# DIRECTIVE:
Copy out the passage on the amp head below word for word, from its first sentence to its last.

# EXCERPT PROVIDED:
═══

It also arrived with the MIDI footswich which allows you to hook your head up to an external effects pedal via the MIDI thru and quite easily kick off your channels with whatever effects you want on each channel. If MIDI is not your thing for effects, this head comes with a series and parallel effect loop located on the back of the head. An Effects knob on the front helps blend the wet and dry signals of the parallel loop as you like. Also, each loop uses a 12AX7 preamp tube to warm up the sound before hitting the modules. In addition, there is a 12AX7 at the guitar input side which helps warm the line coming in. If anyone is looking to get this head from somewhere overseas and it's cheaper, do it! The head comes with a variable voltage selector to suit whichever country you're playing it in. Another cool feature of this amp, which is also what sets it apart is the the self-biasing section. Replacing a tube and biasing it yourself is dead easy: get a voltmeter and insert electrodes into the test points available on the back of the head, adjust bias using a flathead screwdriver to the desired voltage. And presto! that's it! I am not kidding. You don't really want to be crawling through your head biasing tubes and touching all sorts of livewires if you're as heavy-handed as I am.

═══

# DATA RECORDS:
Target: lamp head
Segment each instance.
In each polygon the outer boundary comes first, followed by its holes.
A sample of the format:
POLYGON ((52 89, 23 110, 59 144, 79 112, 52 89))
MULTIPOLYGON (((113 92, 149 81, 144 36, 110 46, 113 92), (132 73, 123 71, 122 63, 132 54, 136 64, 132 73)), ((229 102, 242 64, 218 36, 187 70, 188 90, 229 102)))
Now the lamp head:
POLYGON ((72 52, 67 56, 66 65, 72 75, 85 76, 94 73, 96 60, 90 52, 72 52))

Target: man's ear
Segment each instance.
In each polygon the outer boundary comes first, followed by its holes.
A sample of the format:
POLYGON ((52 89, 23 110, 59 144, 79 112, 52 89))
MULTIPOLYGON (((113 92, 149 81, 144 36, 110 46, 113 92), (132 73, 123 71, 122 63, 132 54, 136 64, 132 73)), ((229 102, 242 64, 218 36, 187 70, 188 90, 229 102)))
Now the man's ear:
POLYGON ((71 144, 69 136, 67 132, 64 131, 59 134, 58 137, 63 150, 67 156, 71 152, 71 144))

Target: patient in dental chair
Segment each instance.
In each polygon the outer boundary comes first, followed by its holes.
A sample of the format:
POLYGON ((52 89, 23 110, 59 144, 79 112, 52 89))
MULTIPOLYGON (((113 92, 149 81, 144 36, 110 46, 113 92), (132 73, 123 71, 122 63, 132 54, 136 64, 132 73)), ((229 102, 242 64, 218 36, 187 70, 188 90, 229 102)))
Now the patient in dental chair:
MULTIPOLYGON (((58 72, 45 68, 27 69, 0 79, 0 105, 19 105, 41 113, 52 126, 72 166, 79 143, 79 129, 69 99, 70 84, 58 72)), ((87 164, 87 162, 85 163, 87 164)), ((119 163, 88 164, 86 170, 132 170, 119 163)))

═══

# REPLY TO THE EXERCISE:
It also arrived with the MIDI footswich which allows you to hook your head up to an external effects pedal via the MIDI thru and quite easily kick off your channels with whatever effects you want on each channel. If MIDI is not your thing for effects, this head comes with a series and parallel effect loop located on the back of the head. An Effects knob on the front helps blend the wet and dry signals of the parallel loop as you like. Also, each loop uses a 12AX7 preamp tube to warm up the sound before hitting the modules. In addition, there is a 12AX7 at the guitar input side which helps warm the line coming in. If anyone is looking to get this head from somewhere overseas and it's cheaper, do it! The head comes with a variable voltage selector to suit whichever country you're playing it in. Another cool feature of this amp, which is also what sets it apart is the the self-biasing section. Replacing a tube and biasing it yourself is dead easy: get a voltmeter and insert electrodes into the test points available on the back of the head, adjust bias using a flathead screwdriver to the desired voltage. And presto! that's it! I am not kidding. You don't really want to be crawling through your head biasing tubes and touching all sorts of livewires if you're as heavy-handed as I am.